**WHAT YOU ARE ASKED TO DO:** Reproduce the records exactly.

**SOURCE MATERIAL:**
■ ■ ■ ■ ■ ■ ■

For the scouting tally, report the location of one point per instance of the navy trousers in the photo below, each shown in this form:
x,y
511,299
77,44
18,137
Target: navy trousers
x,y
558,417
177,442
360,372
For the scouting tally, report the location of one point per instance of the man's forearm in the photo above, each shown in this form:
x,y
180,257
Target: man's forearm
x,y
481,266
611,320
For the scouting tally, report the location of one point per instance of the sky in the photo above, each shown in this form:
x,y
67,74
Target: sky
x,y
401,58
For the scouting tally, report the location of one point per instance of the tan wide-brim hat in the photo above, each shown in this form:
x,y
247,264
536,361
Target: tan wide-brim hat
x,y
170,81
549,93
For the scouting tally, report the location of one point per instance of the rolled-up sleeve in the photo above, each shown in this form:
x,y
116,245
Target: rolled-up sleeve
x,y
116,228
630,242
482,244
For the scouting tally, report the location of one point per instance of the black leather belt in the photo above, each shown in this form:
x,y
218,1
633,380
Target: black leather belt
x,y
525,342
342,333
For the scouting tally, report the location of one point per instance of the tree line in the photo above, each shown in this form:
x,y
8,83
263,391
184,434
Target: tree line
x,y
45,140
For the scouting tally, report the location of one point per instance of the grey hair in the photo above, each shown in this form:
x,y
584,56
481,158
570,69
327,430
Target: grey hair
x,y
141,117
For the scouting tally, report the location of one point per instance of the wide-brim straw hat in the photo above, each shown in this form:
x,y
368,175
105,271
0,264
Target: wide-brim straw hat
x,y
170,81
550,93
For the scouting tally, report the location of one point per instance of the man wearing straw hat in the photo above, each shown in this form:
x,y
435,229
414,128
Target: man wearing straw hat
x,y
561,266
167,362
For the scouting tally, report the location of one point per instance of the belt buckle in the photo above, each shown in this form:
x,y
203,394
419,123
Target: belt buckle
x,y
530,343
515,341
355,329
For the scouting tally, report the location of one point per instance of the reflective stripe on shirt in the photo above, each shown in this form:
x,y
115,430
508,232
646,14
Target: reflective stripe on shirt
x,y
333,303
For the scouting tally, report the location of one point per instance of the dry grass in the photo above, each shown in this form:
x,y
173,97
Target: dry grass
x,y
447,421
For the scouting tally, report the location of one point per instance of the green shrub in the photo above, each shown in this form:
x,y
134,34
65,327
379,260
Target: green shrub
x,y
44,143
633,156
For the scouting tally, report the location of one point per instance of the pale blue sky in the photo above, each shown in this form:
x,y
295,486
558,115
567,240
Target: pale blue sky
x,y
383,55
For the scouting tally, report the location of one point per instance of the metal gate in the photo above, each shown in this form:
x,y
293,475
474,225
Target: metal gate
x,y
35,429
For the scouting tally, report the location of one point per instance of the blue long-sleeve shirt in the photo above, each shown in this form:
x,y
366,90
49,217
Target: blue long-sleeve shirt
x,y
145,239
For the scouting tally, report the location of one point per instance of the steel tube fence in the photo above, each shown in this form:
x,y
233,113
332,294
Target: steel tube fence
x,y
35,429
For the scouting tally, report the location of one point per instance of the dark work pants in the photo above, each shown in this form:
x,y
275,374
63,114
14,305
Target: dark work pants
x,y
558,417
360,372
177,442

■ ■ ■ ■ ■ ■ ■

**THE SOLUTION:**
For the scouting tally, report the location of one point per instance of the navy trousers in the photo below, each shown in this form:
x,y
511,299
77,44
18,137
Target: navy trousers
x,y
558,417
177,442
360,372
For the scouting tally, report the location of one point per instance of the man's forearm in the photo above, each shown in this form:
x,y
180,257
Target: man's forearm
x,y
481,266
611,320
For the scouting tally, report the location of one point per instance of the sky in the photo above, each shown in this form:
x,y
67,74
Target: sky
x,y
401,58
For the scouting tally, report the location of one point per instance of the tan wide-brim hat in the photo above, each shown in this form:
x,y
247,264
536,361
Target: tan wide-brim hat
x,y
170,81
549,93
For the scouting tally, report the location of one point per instance of the rolled-up sleeve in the photo above, each shown in this form:
x,y
116,245
Target: rolled-up sleeve
x,y
116,228
630,242
482,244
For the scouting tally, report the location of one point per instance of the black leather belt in the photo above, each shown in this form:
x,y
218,1
633,380
Target: black leather belt
x,y
525,342
342,333
For the scouting tally, report the location of one point per instance of the tree line in the photo above, each shown in this form:
x,y
8,83
263,391
184,434
Target: tree line
x,y
45,140
For the scouting tally, report the location of one point per instance of the grey hair in the photo above, each shown in this form:
x,y
584,56
481,158
570,69
327,430
Target: grey hair
x,y
141,117
For the scouting tally, report the location of one point per instance of the wide-brim straw hat in the photo above, each shown in this form:
x,y
368,175
105,271
0,264
Target: wide-brim straw hat
x,y
170,81
550,93
For the scouting tally, report the location of one point per instance of the man wearing straw hat in the photo above, each shown in this form:
x,y
435,229
414,128
Target: man wearing straw hat
x,y
561,266
167,362
For the scouting tally, report the location of one point per instance of the belt buckle in the photo above, each shown in this form:
x,y
203,394
419,123
Target: belt buckle
x,y
530,343
515,341
355,329
For the scouting tally, report the location of one point per instance of the reflective stripe on shirt in the photo above, each shown in this form:
x,y
115,430
508,232
646,14
Target: reflective stripe on shirt
x,y
333,303
For the scouting tally, report the location of one point per instance of the dry grass in the photo above, each shown in this form:
x,y
173,97
Target: dry grass
x,y
447,421
For the scouting tally, report the location of one point per instance of the green shrub in the photo above, each shown in this form:
x,y
134,34
65,327
379,260
Target: green shrub
x,y
44,143
633,156
For the scouting tally, report the location of one point per instance of the pale blue sky in the photo above, each shown in this form:
x,y
295,486
558,115
567,240
Target: pale blue sky
x,y
383,55
For the scouting tally, report the location of one point per instance of the metal gate in the photo above, each shown in this form:
x,y
293,475
474,225
Target: metal gate
x,y
35,429
For the scouting tally, report the location of one point per instance of the blue long-sleeve shirt in the photo above, each shown in this form:
x,y
366,90
49,217
Target: blue long-sleeve shirt
x,y
145,239
For the scouting tally, report the location of one point per instance of the steel tube fence in the photo above, each shown in this form:
x,y
233,113
332,294
Target: steel tube fence
x,y
35,429
For the scouting tally, report the location of one point per instance of the dark work pants in the photo above, each shown in this form:
x,y
275,374
63,114
14,305
Target: dark work pants
x,y
558,417
360,372
177,442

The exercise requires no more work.